* **What is being asked**:
Copy out the records word for word, starting at the line that contains "find the narrow" and going through the last line of the records.

━━━ Provided records ━━━

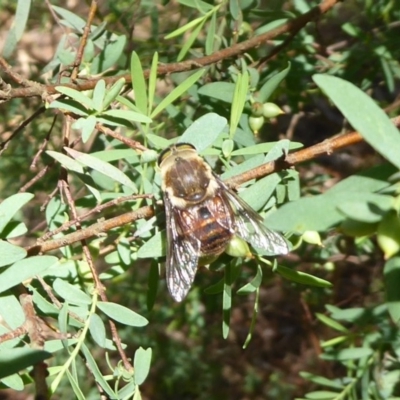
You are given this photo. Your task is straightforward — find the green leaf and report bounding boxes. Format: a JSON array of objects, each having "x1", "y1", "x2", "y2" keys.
[
  {"x1": 237, "y1": 265, "x2": 263, "y2": 295},
  {"x1": 82, "y1": 343, "x2": 118, "y2": 399},
  {"x1": 89, "y1": 314, "x2": 106, "y2": 349},
  {"x1": 72, "y1": 115, "x2": 97, "y2": 143},
  {"x1": 0, "y1": 256, "x2": 58, "y2": 293},
  {"x1": 137, "y1": 231, "x2": 166, "y2": 258},
  {"x1": 164, "y1": 17, "x2": 204, "y2": 40},
  {"x1": 0, "y1": 347, "x2": 52, "y2": 379},
  {"x1": 204, "y1": 279, "x2": 224, "y2": 294},
  {"x1": 150, "y1": 69, "x2": 205, "y2": 118},
  {"x1": 46, "y1": 150, "x2": 85, "y2": 174},
  {"x1": 101, "y1": 110, "x2": 152, "y2": 123},
  {"x1": 205, "y1": 13, "x2": 217, "y2": 56},
  {"x1": 229, "y1": 0, "x2": 242, "y2": 21},
  {"x1": 92, "y1": 79, "x2": 106, "y2": 111},
  {"x1": 383, "y1": 257, "x2": 400, "y2": 325},
  {"x1": 97, "y1": 301, "x2": 149, "y2": 327},
  {"x1": 131, "y1": 51, "x2": 148, "y2": 115},
  {"x1": 133, "y1": 347, "x2": 152, "y2": 386},
  {"x1": 222, "y1": 264, "x2": 232, "y2": 339},
  {"x1": 197, "y1": 82, "x2": 235, "y2": 104},
  {"x1": 146, "y1": 133, "x2": 171, "y2": 150},
  {"x1": 221, "y1": 154, "x2": 264, "y2": 179},
  {"x1": 177, "y1": 18, "x2": 206, "y2": 61},
  {"x1": 53, "y1": 278, "x2": 92, "y2": 306},
  {"x1": 313, "y1": 74, "x2": 400, "y2": 168},
  {"x1": 146, "y1": 52, "x2": 158, "y2": 115},
  {"x1": 51, "y1": 86, "x2": 94, "y2": 109},
  {"x1": 65, "y1": 369, "x2": 86, "y2": 400},
  {"x1": 338, "y1": 193, "x2": 393, "y2": 223},
  {"x1": 51, "y1": 6, "x2": 86, "y2": 33},
  {"x1": 1, "y1": 374, "x2": 25, "y2": 392},
  {"x1": 0, "y1": 193, "x2": 34, "y2": 233},
  {"x1": 0, "y1": 240, "x2": 27, "y2": 267},
  {"x1": 146, "y1": 260, "x2": 160, "y2": 311},
  {"x1": 299, "y1": 371, "x2": 344, "y2": 390},
  {"x1": 0, "y1": 293, "x2": 26, "y2": 329},
  {"x1": 306, "y1": 390, "x2": 341, "y2": 400},
  {"x1": 229, "y1": 69, "x2": 249, "y2": 139},
  {"x1": 103, "y1": 78, "x2": 125, "y2": 110},
  {"x1": 266, "y1": 164, "x2": 395, "y2": 233},
  {"x1": 178, "y1": 113, "x2": 227, "y2": 153},
  {"x1": 257, "y1": 63, "x2": 290, "y2": 103},
  {"x1": 48, "y1": 99, "x2": 88, "y2": 117},
  {"x1": 275, "y1": 265, "x2": 332, "y2": 288},
  {"x1": 90, "y1": 35, "x2": 126, "y2": 74},
  {"x1": 240, "y1": 172, "x2": 282, "y2": 211},
  {"x1": 315, "y1": 313, "x2": 349, "y2": 333},
  {"x1": 321, "y1": 347, "x2": 374, "y2": 361},
  {"x1": 2, "y1": 0, "x2": 32, "y2": 58},
  {"x1": 64, "y1": 147, "x2": 137, "y2": 193},
  {"x1": 232, "y1": 141, "x2": 303, "y2": 156}
]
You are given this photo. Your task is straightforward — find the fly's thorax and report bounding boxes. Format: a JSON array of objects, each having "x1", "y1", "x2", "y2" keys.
[{"x1": 160, "y1": 145, "x2": 218, "y2": 209}]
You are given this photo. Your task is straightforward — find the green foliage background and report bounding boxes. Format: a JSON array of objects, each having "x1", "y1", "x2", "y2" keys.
[{"x1": 0, "y1": 0, "x2": 400, "y2": 400}]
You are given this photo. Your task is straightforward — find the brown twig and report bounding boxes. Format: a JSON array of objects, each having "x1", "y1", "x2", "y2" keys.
[
  {"x1": 0, "y1": 106, "x2": 46, "y2": 155},
  {"x1": 27, "y1": 116, "x2": 400, "y2": 255},
  {"x1": 71, "y1": 0, "x2": 97, "y2": 80},
  {"x1": 38, "y1": 194, "x2": 153, "y2": 243},
  {"x1": 96, "y1": 123, "x2": 148, "y2": 151},
  {"x1": 0, "y1": 0, "x2": 341, "y2": 101}
]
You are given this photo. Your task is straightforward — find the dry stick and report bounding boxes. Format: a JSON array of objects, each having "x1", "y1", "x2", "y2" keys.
[
  {"x1": 0, "y1": 0, "x2": 341, "y2": 101},
  {"x1": 96, "y1": 123, "x2": 148, "y2": 151},
  {"x1": 38, "y1": 194, "x2": 153, "y2": 243},
  {"x1": 27, "y1": 112, "x2": 400, "y2": 255},
  {"x1": 71, "y1": 0, "x2": 97, "y2": 79},
  {"x1": 0, "y1": 56, "x2": 45, "y2": 90},
  {"x1": 30, "y1": 114, "x2": 59, "y2": 170},
  {"x1": 0, "y1": 105, "x2": 46, "y2": 155},
  {"x1": 62, "y1": 0, "x2": 133, "y2": 371}
]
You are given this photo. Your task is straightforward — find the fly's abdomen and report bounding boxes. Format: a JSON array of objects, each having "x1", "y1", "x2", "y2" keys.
[{"x1": 183, "y1": 202, "x2": 233, "y2": 257}]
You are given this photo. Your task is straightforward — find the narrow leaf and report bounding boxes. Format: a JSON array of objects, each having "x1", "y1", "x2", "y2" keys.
[
  {"x1": 103, "y1": 78, "x2": 125, "y2": 110},
  {"x1": 257, "y1": 63, "x2": 291, "y2": 103},
  {"x1": 150, "y1": 69, "x2": 205, "y2": 118},
  {"x1": 275, "y1": 265, "x2": 332, "y2": 288},
  {"x1": 164, "y1": 17, "x2": 204, "y2": 39},
  {"x1": 56, "y1": 86, "x2": 94, "y2": 109},
  {"x1": 92, "y1": 79, "x2": 106, "y2": 111},
  {"x1": 131, "y1": 51, "x2": 147, "y2": 115},
  {"x1": 133, "y1": 347, "x2": 152, "y2": 386},
  {"x1": 0, "y1": 240, "x2": 27, "y2": 267},
  {"x1": 178, "y1": 113, "x2": 227, "y2": 152},
  {"x1": 64, "y1": 147, "x2": 137, "y2": 193},
  {"x1": 0, "y1": 347, "x2": 52, "y2": 379},
  {"x1": 53, "y1": 278, "x2": 92, "y2": 305},
  {"x1": 0, "y1": 193, "x2": 34, "y2": 233},
  {"x1": 101, "y1": 110, "x2": 152, "y2": 123},
  {"x1": 46, "y1": 150, "x2": 85, "y2": 174},
  {"x1": 313, "y1": 74, "x2": 400, "y2": 168},
  {"x1": 3, "y1": 0, "x2": 32, "y2": 58},
  {"x1": 147, "y1": 52, "x2": 158, "y2": 115},
  {"x1": 97, "y1": 301, "x2": 149, "y2": 327}
]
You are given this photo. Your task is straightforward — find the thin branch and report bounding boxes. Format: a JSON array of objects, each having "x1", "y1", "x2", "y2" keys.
[
  {"x1": 0, "y1": 0, "x2": 341, "y2": 101},
  {"x1": 71, "y1": 0, "x2": 97, "y2": 80},
  {"x1": 27, "y1": 116, "x2": 400, "y2": 256}
]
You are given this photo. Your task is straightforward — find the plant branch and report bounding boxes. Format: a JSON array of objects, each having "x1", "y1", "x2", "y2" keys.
[
  {"x1": 27, "y1": 116, "x2": 400, "y2": 256},
  {"x1": 0, "y1": 0, "x2": 341, "y2": 101}
]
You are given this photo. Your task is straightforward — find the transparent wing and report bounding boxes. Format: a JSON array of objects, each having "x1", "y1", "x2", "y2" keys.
[
  {"x1": 164, "y1": 195, "x2": 200, "y2": 301},
  {"x1": 218, "y1": 178, "x2": 289, "y2": 255}
]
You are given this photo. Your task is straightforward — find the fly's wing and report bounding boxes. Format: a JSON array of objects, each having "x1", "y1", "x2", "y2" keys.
[
  {"x1": 164, "y1": 195, "x2": 200, "y2": 301},
  {"x1": 217, "y1": 178, "x2": 289, "y2": 256}
]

━━━

* **Result**:
You are given this photo. Your task is straightforward — find the narrow leaf and report bounding boxes. Format: a JSON array of objects, each having "x1", "y1", "x2", "y2" keys.
[
  {"x1": 103, "y1": 78, "x2": 125, "y2": 110},
  {"x1": 257, "y1": 63, "x2": 291, "y2": 103},
  {"x1": 150, "y1": 69, "x2": 205, "y2": 118},
  {"x1": 275, "y1": 265, "x2": 332, "y2": 288},
  {"x1": 164, "y1": 17, "x2": 204, "y2": 39},
  {"x1": 56, "y1": 86, "x2": 94, "y2": 109},
  {"x1": 92, "y1": 79, "x2": 106, "y2": 111},
  {"x1": 131, "y1": 51, "x2": 147, "y2": 115},
  {"x1": 133, "y1": 347, "x2": 152, "y2": 386},
  {"x1": 0, "y1": 240, "x2": 27, "y2": 267},
  {"x1": 178, "y1": 113, "x2": 227, "y2": 152},
  {"x1": 64, "y1": 147, "x2": 137, "y2": 193},
  {"x1": 0, "y1": 347, "x2": 52, "y2": 379},
  {"x1": 53, "y1": 278, "x2": 92, "y2": 305},
  {"x1": 0, "y1": 193, "x2": 34, "y2": 233},
  {"x1": 101, "y1": 110, "x2": 152, "y2": 123},
  {"x1": 46, "y1": 150, "x2": 85, "y2": 174},
  {"x1": 313, "y1": 74, "x2": 400, "y2": 168},
  {"x1": 3, "y1": 0, "x2": 32, "y2": 58},
  {"x1": 147, "y1": 52, "x2": 158, "y2": 115},
  {"x1": 97, "y1": 301, "x2": 149, "y2": 327}
]
You are given this photo. Your task is straightforward — find the thin branch and report bounding boxes. Format: a JSON array of objects, each having "x1", "y1", "x2", "y2" keys.
[
  {"x1": 0, "y1": 0, "x2": 341, "y2": 101},
  {"x1": 71, "y1": 0, "x2": 97, "y2": 80},
  {"x1": 27, "y1": 116, "x2": 400, "y2": 256}
]
You are given this photo. Your task is straightforward — find the plant branch and report bounding boxes. Format: a JSON array of objects, each having "x1", "y1", "x2", "y2" keys.
[
  {"x1": 27, "y1": 116, "x2": 400, "y2": 256},
  {"x1": 0, "y1": 0, "x2": 341, "y2": 101}
]
You are given this photo. Your task is straightforward — find the transparent wing and report bounding boxes. Format: a JSON array of objects, each having "x1", "y1", "x2", "y2" keys.
[
  {"x1": 164, "y1": 195, "x2": 200, "y2": 301},
  {"x1": 218, "y1": 178, "x2": 289, "y2": 255}
]
You are given this photo. Your task is straightforward — find the fly's wing and report bounding boxes. Format: a JSON array of objects, each having "x1", "y1", "x2", "y2" keys.
[
  {"x1": 164, "y1": 195, "x2": 200, "y2": 301},
  {"x1": 217, "y1": 178, "x2": 289, "y2": 256}
]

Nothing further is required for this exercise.